■ Text
━━━━━━

Dr. Alvin V. Blount Jr. to be Honored by NBCAHOF for N.C. A&T

By Alana Allen / 09/24/2021 Alumni

The National Black College Alumni Hall of Fame Foundation (NBCAHOF) will host its annual hall of fame induction ceremony virtually at 6:30 p.m. ET on Friday, Sept. 24. Among this year’s stellar class of honorees representing North Carolina Agricultural and Technical State University is the late and well-respected, Dr. Alvin V. Blount, Jr. ‘43, in the medicine category. He is best known in the city of Greensboro, North Carolina, for integrating health care.Alvin V. Blount Jr.

Each year, graduates of historically Black colleges and universities (HBCUs) are inducted into the hall of fame for significant contributions they have made in their respective fields. The NBCAHOF promotes the viability of HBCUs and highlights the accomplishments of their alumni.

Blount enrolled at North Carolina A&T College in 1939 where he served as the student body president and as chairman of the campus newspaper before graduating magna cum laude in 1943 with bachelor’s degrees in chemistry and math.

After graduation, Blount was selected for a military program that trained black physicians at Howard University’s School of Medicine. He received his medical degree in 1947 and was a commissioned officer in the U.S. Army Medical Corp assigned to Fort Bragg, N.C.

In 1950, he served with the 8225th Infantry Division’s Mobile Army Surgical Hospital (MASH) Unit that was sent to the Korean War. He performed 90 surgeries a week and he went on to become a captain in the U.S. Army Medical Corps. He returned to the United States in 1952 and started his medical practice near A&T’s campus.

In 1957, Blount became the first African American in North Carolina to be certified by the American College of Abdominal Surgeons and practiced at Kindred Hospital (formerly L. Richardson Hospital). He also served as Chief of Surgery for L. Richardson Hospital for more than 49 years and as medical director for the Guilford Health Care Center.

━━━━━━

■ Record set
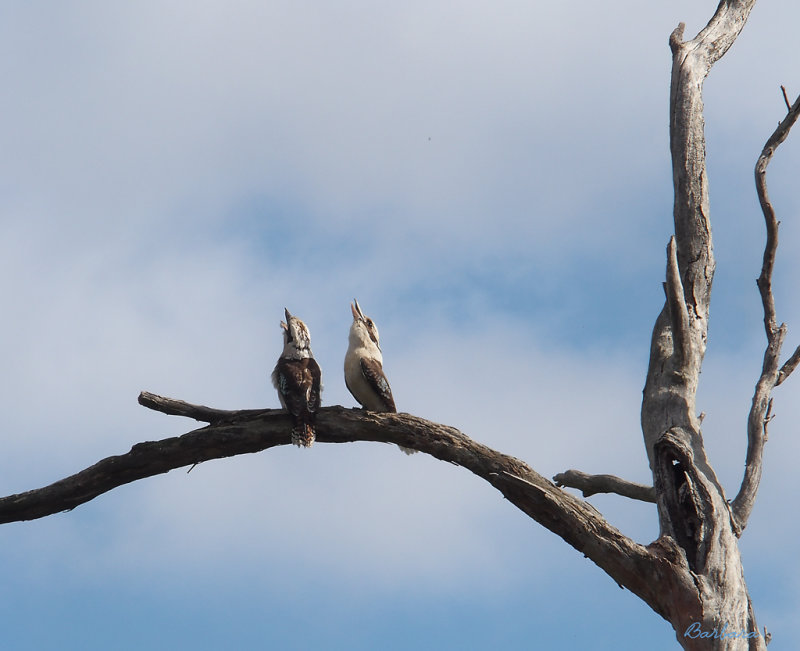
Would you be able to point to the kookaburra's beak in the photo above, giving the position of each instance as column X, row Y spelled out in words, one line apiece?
column 355, row 308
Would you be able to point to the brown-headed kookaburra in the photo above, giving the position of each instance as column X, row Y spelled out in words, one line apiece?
column 363, row 366
column 298, row 379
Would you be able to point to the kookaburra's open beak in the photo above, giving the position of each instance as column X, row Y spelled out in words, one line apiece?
column 355, row 308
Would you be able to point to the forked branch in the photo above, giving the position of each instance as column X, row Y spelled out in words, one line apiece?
column 240, row 432
column 772, row 373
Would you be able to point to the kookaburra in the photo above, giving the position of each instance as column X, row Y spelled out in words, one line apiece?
column 298, row 379
column 363, row 366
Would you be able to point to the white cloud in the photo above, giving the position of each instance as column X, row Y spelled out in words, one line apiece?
column 171, row 178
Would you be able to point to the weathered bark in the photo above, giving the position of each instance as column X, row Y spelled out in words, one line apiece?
column 692, row 505
column 692, row 574
column 592, row 484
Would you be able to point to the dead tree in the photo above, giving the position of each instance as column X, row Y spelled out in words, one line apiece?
column 692, row 574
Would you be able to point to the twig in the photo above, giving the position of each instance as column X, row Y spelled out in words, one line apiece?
column 771, row 373
column 592, row 484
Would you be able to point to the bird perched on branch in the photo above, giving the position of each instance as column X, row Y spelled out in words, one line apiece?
column 363, row 366
column 298, row 379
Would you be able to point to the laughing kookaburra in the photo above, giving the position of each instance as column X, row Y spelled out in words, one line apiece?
column 363, row 366
column 298, row 379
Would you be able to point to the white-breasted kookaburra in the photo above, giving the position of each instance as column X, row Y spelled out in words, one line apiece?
column 363, row 366
column 298, row 379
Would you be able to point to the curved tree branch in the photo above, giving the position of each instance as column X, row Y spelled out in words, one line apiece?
column 772, row 373
column 230, row 433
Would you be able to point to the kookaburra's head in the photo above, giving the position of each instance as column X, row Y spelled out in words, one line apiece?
column 364, row 332
column 296, row 338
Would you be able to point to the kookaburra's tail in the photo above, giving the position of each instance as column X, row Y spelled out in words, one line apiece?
column 303, row 435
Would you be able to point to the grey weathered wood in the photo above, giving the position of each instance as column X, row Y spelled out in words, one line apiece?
column 692, row 574
column 592, row 484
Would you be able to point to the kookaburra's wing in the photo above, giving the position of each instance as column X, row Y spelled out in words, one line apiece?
column 372, row 370
column 299, row 382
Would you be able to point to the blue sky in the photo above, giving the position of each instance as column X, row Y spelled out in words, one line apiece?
column 492, row 181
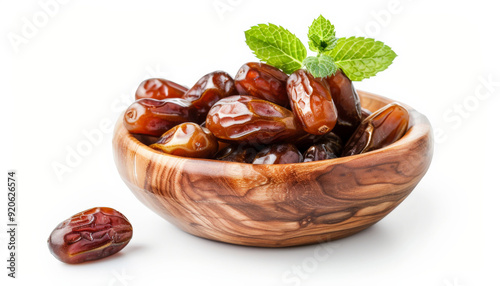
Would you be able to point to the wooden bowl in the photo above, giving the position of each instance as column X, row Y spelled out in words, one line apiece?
column 277, row 205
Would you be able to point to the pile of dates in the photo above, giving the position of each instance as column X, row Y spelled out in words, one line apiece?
column 262, row 116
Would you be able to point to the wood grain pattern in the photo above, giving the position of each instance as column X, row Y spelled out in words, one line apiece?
column 277, row 205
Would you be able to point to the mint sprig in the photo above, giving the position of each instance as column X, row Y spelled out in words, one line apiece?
column 320, row 66
column 358, row 57
column 321, row 35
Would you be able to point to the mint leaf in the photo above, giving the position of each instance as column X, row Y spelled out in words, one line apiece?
column 361, row 57
column 320, row 66
column 321, row 35
column 276, row 46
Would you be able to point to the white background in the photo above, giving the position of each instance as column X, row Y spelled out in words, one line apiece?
column 80, row 66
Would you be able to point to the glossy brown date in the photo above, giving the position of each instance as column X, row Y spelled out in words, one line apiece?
column 278, row 154
column 262, row 81
column 155, row 117
column 365, row 113
column 248, row 119
column 383, row 127
column 237, row 153
column 209, row 89
column 311, row 102
column 347, row 102
column 90, row 235
column 159, row 88
column 188, row 140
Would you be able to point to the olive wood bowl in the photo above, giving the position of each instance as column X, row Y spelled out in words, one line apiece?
column 277, row 205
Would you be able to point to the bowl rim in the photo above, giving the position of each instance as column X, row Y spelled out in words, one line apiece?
column 418, row 127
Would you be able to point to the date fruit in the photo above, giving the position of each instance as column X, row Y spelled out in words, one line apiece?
column 278, row 154
column 311, row 102
column 159, row 88
column 187, row 140
column 347, row 102
column 209, row 89
column 237, row 153
column 90, row 235
column 365, row 113
column 385, row 126
column 248, row 119
column 262, row 81
column 155, row 117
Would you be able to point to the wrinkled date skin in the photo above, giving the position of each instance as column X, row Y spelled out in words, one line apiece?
column 278, row 154
column 188, row 140
column 90, row 235
column 248, row 119
column 209, row 89
column 311, row 102
column 262, row 81
column 347, row 103
column 237, row 153
column 155, row 117
column 158, row 88
column 383, row 127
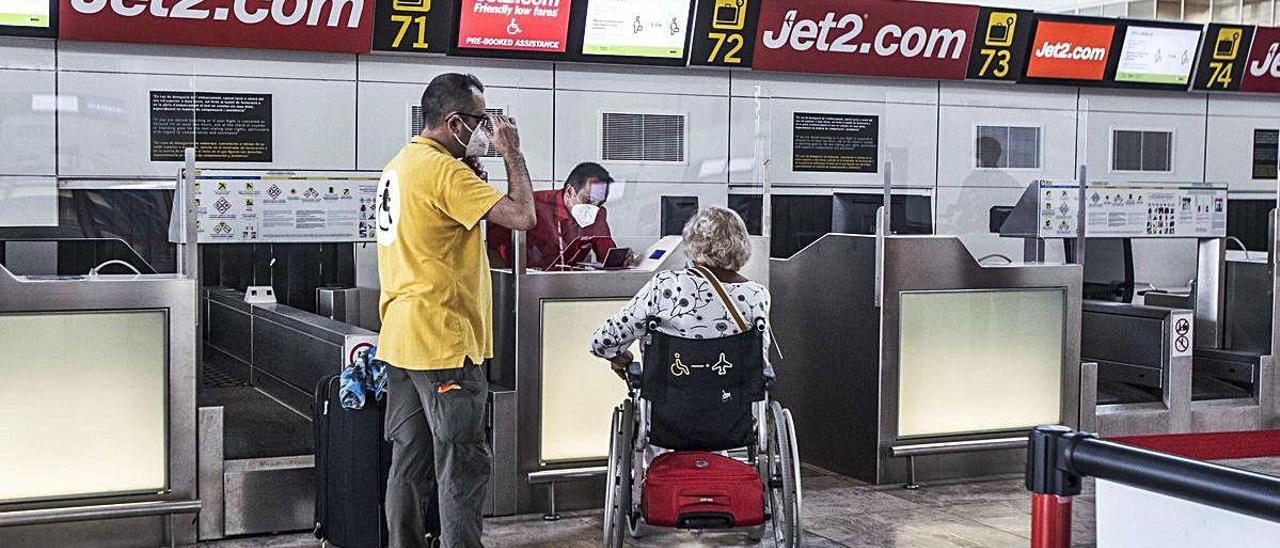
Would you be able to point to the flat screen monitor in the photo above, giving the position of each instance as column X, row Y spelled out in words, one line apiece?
column 539, row 27
column 28, row 17
column 630, row 28
column 1157, row 55
column 1109, row 269
column 676, row 210
column 1070, row 49
column 855, row 214
column 1249, row 220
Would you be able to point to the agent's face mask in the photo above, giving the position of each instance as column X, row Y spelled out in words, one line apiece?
column 598, row 192
column 479, row 142
column 585, row 214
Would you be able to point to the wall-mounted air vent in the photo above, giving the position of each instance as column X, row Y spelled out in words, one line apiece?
column 643, row 137
column 1139, row 150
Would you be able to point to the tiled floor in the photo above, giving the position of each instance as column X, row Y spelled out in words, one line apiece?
column 839, row 512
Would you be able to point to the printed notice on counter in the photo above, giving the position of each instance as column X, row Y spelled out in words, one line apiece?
column 1266, row 154
column 223, row 127
column 1134, row 211
column 284, row 206
column 835, row 142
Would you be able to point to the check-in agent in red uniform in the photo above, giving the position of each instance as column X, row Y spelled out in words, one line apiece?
column 563, row 215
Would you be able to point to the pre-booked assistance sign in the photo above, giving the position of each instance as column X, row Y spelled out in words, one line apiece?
column 539, row 26
column 223, row 127
column 835, row 142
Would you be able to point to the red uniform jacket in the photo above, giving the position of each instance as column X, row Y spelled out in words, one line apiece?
column 556, row 228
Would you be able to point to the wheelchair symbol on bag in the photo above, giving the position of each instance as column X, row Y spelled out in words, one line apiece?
column 681, row 369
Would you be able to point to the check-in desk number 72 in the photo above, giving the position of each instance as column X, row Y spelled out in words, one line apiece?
column 906, row 357
column 543, row 324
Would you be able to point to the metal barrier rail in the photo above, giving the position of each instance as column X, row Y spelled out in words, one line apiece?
column 1059, row 459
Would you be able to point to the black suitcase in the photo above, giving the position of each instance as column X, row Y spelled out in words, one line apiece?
column 352, row 461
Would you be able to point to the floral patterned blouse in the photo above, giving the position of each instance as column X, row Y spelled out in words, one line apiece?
column 685, row 305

━━━━━━

■ Task brief
Extend the article about Dr. Alvin V. Blount Jr., picking up after its last sentence.

■ Result of this exercise
In 1962, Blount along with eight black physicians, dentists, and their patients sued two white hospitals in Greensboro. The lawsuit alleged that the hospital had denied privileges to the physicians and dentists, and services to patients due to their race. As a result of a 1962 landmark Supreme Court decision, hospitals throughout the South were desegregated and Blount became the first black surgeon admitted to the medical staff of Moses Cone Hospital in 1963.

Blount was an integral part of A&T’s growth. He was a charter member of the N.C. A&T University Foundation Board of Directors (1966) and served as president of the foundation for 23 years (1974-94). Under his leadership, over $26 million was raised for the university. In 1983, A&T awarded him an honorary doctor of humanities and in 2000, the foundation board established the Dr. Alvin V. Blount Scholarship Fund.

Blount received countless awards in his career such as The Order of the Long Leaf Pine in 1994, the highest honor that can be granted to a civilian in the state of North Carolina, and in 2007, he received the N.C. A&T Human Rights Medal.

He retired from practicing medicine full-time in 1994 and continued to see patients during his retirement. Blount passed away on January 6, 2017, at age 94.

The Induction Ceremony is part of the 36th Annual NBCA Hall of Fame Weekend. Other events include The Competition of Black College Queens, HBCU Invitational Golf Classic, President Summit, The Legacy of Leaders Alumni Awards, Positive Image Program, Call to Womanhood and Call to Manhood Symposiums, and other programs intended to empower and equip HBCU alumni to better serve their alma maters and communities.